OBJECTIVE
How many lines in the listing below contain the string "note", matching case exactly? Reply with the number alone.

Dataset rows
......

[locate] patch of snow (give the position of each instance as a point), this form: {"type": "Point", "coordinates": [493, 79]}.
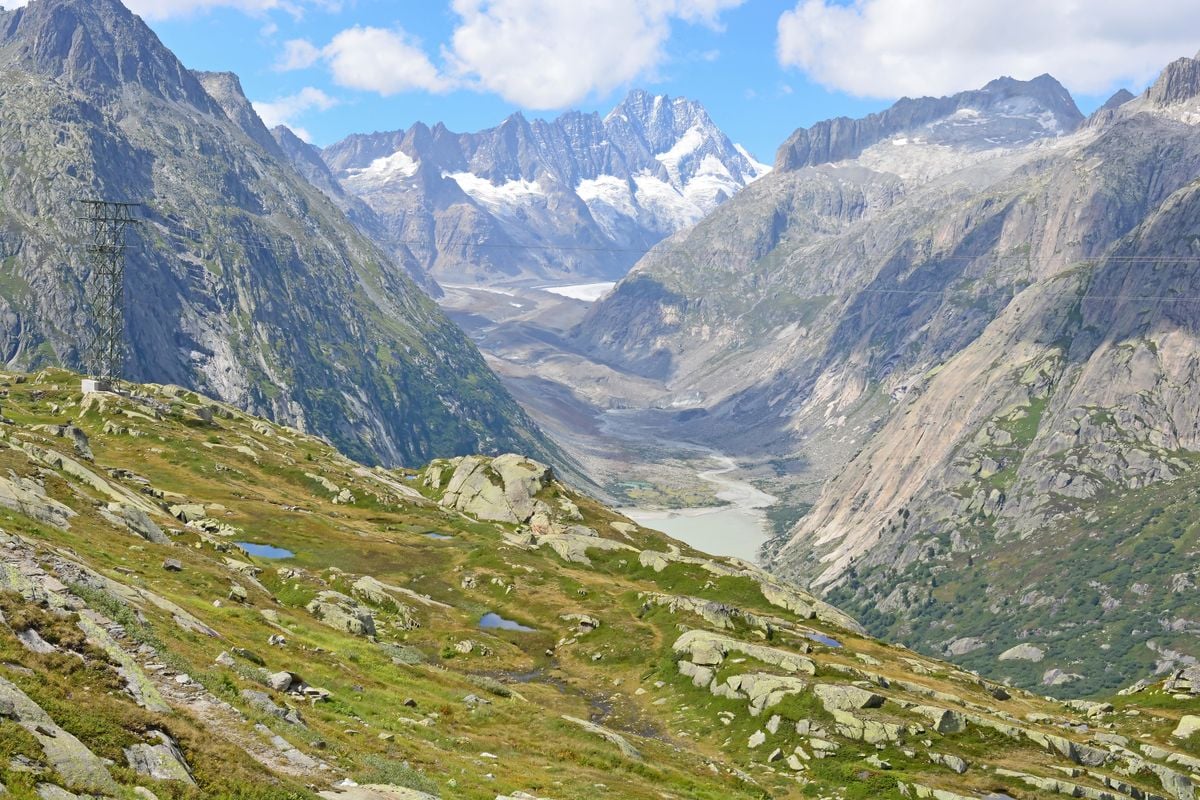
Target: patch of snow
{"type": "Point", "coordinates": [467, 287]}
{"type": "Point", "coordinates": [666, 205]}
{"type": "Point", "coordinates": [501, 198]}
{"type": "Point", "coordinates": [585, 292]}
{"type": "Point", "coordinates": [381, 170]}
{"type": "Point", "coordinates": [610, 199]}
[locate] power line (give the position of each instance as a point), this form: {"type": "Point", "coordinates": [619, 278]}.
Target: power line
{"type": "Point", "coordinates": [291, 247]}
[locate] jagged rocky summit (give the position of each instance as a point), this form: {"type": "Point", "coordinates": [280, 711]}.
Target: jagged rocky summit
{"type": "Point", "coordinates": [577, 197]}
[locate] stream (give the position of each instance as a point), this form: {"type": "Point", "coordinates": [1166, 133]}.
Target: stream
{"type": "Point", "coordinates": [736, 529]}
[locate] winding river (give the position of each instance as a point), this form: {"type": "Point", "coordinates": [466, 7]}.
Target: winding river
{"type": "Point", "coordinates": [736, 529]}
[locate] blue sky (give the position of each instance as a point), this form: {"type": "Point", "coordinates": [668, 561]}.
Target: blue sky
{"type": "Point", "coordinates": [762, 67]}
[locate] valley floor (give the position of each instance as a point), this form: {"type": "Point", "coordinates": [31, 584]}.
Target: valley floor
{"type": "Point", "coordinates": [622, 428]}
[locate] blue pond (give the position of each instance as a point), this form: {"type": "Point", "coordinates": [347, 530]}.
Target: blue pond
{"type": "Point", "coordinates": [493, 620]}
{"type": "Point", "coordinates": [265, 551]}
{"type": "Point", "coordinates": [825, 639]}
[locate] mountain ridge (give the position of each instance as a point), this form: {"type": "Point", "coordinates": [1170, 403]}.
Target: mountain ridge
{"type": "Point", "coordinates": [865, 320]}
{"type": "Point", "coordinates": [576, 196]}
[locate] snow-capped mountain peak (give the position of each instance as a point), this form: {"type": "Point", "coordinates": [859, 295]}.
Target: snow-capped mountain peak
{"type": "Point", "coordinates": [619, 182]}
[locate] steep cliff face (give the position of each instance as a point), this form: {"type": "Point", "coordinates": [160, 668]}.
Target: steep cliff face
{"type": "Point", "coordinates": [579, 197]}
{"type": "Point", "coordinates": [244, 280]}
{"type": "Point", "coordinates": [982, 349]}
{"type": "Point", "coordinates": [1006, 113]}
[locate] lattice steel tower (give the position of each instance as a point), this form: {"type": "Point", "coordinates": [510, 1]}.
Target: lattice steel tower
{"type": "Point", "coordinates": [107, 223]}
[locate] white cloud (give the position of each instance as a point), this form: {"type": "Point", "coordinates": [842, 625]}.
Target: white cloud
{"type": "Point", "coordinates": [551, 54]}
{"type": "Point", "coordinates": [385, 61]}
{"type": "Point", "coordinates": [286, 110]}
{"type": "Point", "coordinates": [155, 10]}
{"type": "Point", "coordinates": [298, 54]}
{"type": "Point", "coordinates": [888, 48]}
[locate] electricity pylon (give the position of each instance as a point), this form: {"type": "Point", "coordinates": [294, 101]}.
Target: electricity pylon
{"type": "Point", "coordinates": [107, 223]}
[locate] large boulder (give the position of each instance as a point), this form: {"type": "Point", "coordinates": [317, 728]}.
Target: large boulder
{"type": "Point", "coordinates": [1023, 653]}
{"type": "Point", "coordinates": [343, 613]}
{"type": "Point", "coordinates": [846, 698]}
{"type": "Point", "coordinates": [501, 489]}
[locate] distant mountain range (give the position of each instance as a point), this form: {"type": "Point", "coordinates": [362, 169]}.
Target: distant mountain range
{"type": "Point", "coordinates": [971, 325]}
{"type": "Point", "coordinates": [576, 198]}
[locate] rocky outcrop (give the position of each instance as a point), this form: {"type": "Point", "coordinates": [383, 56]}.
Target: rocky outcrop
{"type": "Point", "coordinates": [69, 756]}
{"type": "Point", "coordinates": [502, 488]}
{"type": "Point", "coordinates": [342, 613]}
{"type": "Point", "coordinates": [851, 310]}
{"type": "Point", "coordinates": [29, 498]}
{"type": "Point", "coordinates": [622, 744]}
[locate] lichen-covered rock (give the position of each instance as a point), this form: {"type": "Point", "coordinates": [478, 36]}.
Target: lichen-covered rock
{"type": "Point", "coordinates": [29, 498]}
{"type": "Point", "coordinates": [382, 595]}
{"type": "Point", "coordinates": [69, 756]}
{"type": "Point", "coordinates": [343, 613]}
{"type": "Point", "coordinates": [161, 762]}
{"type": "Point", "coordinates": [845, 698]}
{"type": "Point", "coordinates": [502, 489]}
{"type": "Point", "coordinates": [1188, 725]}
{"type": "Point", "coordinates": [137, 521]}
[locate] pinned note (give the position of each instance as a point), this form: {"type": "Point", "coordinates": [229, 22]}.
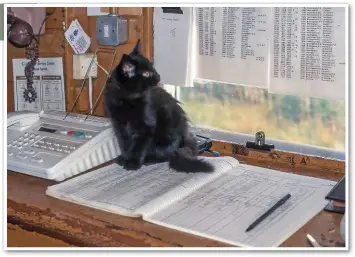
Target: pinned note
{"type": "Point", "coordinates": [172, 44]}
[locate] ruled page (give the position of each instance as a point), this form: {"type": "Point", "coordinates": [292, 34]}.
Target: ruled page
{"type": "Point", "coordinates": [224, 208]}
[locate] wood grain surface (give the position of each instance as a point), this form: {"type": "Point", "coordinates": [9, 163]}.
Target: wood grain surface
{"type": "Point", "coordinates": [77, 225]}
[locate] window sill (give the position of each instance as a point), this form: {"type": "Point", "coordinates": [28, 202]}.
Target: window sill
{"type": "Point", "coordinates": [239, 138]}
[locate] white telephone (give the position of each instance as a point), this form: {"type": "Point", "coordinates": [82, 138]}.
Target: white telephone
{"type": "Point", "coordinates": [48, 146]}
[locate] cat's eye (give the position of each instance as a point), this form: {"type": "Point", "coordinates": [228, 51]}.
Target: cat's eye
{"type": "Point", "coordinates": [146, 74]}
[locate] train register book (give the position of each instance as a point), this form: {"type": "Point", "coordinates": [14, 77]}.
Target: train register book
{"type": "Point", "coordinates": [219, 205]}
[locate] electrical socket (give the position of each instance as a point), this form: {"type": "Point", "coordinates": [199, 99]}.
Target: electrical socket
{"type": "Point", "coordinates": [81, 64]}
{"type": "Point", "coordinates": [111, 30]}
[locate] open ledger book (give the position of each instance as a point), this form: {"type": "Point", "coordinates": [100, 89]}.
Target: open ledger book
{"type": "Point", "coordinates": [218, 205]}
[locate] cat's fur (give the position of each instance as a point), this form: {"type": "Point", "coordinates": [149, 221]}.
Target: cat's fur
{"type": "Point", "coordinates": [149, 123]}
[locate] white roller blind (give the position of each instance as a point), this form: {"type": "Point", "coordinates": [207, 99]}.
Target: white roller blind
{"type": "Point", "coordinates": [289, 50]}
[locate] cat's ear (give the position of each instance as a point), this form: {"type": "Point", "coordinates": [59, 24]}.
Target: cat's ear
{"type": "Point", "coordinates": [127, 67]}
{"type": "Point", "coordinates": [137, 48]}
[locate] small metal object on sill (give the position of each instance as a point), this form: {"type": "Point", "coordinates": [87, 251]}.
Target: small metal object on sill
{"type": "Point", "coordinates": [313, 242]}
{"type": "Point", "coordinates": [259, 143]}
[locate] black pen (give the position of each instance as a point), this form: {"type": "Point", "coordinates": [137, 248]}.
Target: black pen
{"type": "Point", "coordinates": [271, 210]}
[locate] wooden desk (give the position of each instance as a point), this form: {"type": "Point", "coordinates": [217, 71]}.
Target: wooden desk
{"type": "Point", "coordinates": [52, 222]}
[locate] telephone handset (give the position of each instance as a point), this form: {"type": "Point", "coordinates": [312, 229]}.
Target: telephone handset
{"type": "Point", "coordinates": [54, 145]}
{"type": "Point", "coordinates": [21, 120]}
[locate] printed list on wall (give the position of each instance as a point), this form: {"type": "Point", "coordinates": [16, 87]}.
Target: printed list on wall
{"type": "Point", "coordinates": [48, 83]}
{"type": "Point", "coordinates": [233, 45]}
{"type": "Point", "coordinates": [297, 51]}
{"type": "Point", "coordinates": [308, 51]}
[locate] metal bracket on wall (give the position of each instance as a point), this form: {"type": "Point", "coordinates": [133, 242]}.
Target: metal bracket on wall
{"type": "Point", "coordinates": [98, 50]}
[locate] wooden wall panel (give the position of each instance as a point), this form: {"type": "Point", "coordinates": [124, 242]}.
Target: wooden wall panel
{"type": "Point", "coordinates": [136, 27]}
{"type": "Point", "coordinates": [52, 44]}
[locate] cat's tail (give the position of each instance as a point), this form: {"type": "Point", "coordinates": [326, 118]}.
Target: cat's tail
{"type": "Point", "coordinates": [184, 160]}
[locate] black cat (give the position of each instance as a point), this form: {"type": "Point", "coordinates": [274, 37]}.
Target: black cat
{"type": "Point", "coordinates": [149, 123]}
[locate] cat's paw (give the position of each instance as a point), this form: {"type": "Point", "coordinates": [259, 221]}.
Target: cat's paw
{"type": "Point", "coordinates": [132, 164]}
{"type": "Point", "coordinates": [120, 160]}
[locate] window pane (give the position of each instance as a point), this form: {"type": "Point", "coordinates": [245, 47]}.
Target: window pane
{"type": "Point", "coordinates": [294, 119]}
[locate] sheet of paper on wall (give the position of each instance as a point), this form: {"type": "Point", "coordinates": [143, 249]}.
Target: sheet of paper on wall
{"type": "Point", "coordinates": [173, 45]}
{"type": "Point", "coordinates": [77, 38]}
{"type": "Point", "coordinates": [233, 45]}
{"type": "Point", "coordinates": [308, 52]}
{"type": "Point", "coordinates": [48, 83]}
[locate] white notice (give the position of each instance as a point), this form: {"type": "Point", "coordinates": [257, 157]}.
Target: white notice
{"type": "Point", "coordinates": [308, 51]}
{"type": "Point", "coordinates": [233, 45]}
{"type": "Point", "coordinates": [48, 82]}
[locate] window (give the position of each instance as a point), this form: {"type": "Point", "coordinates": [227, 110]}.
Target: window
{"type": "Point", "coordinates": [298, 51]}
{"type": "Point", "coordinates": [235, 113]}
{"type": "Point", "coordinates": [232, 108]}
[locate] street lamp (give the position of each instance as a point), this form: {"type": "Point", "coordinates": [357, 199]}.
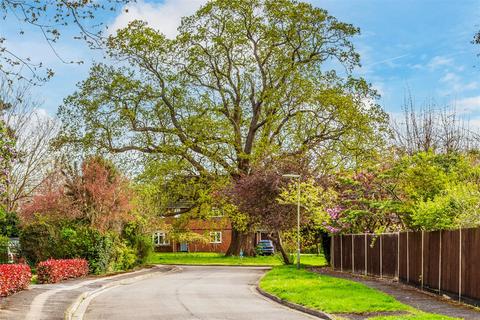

......

OUTPUT BELOW
2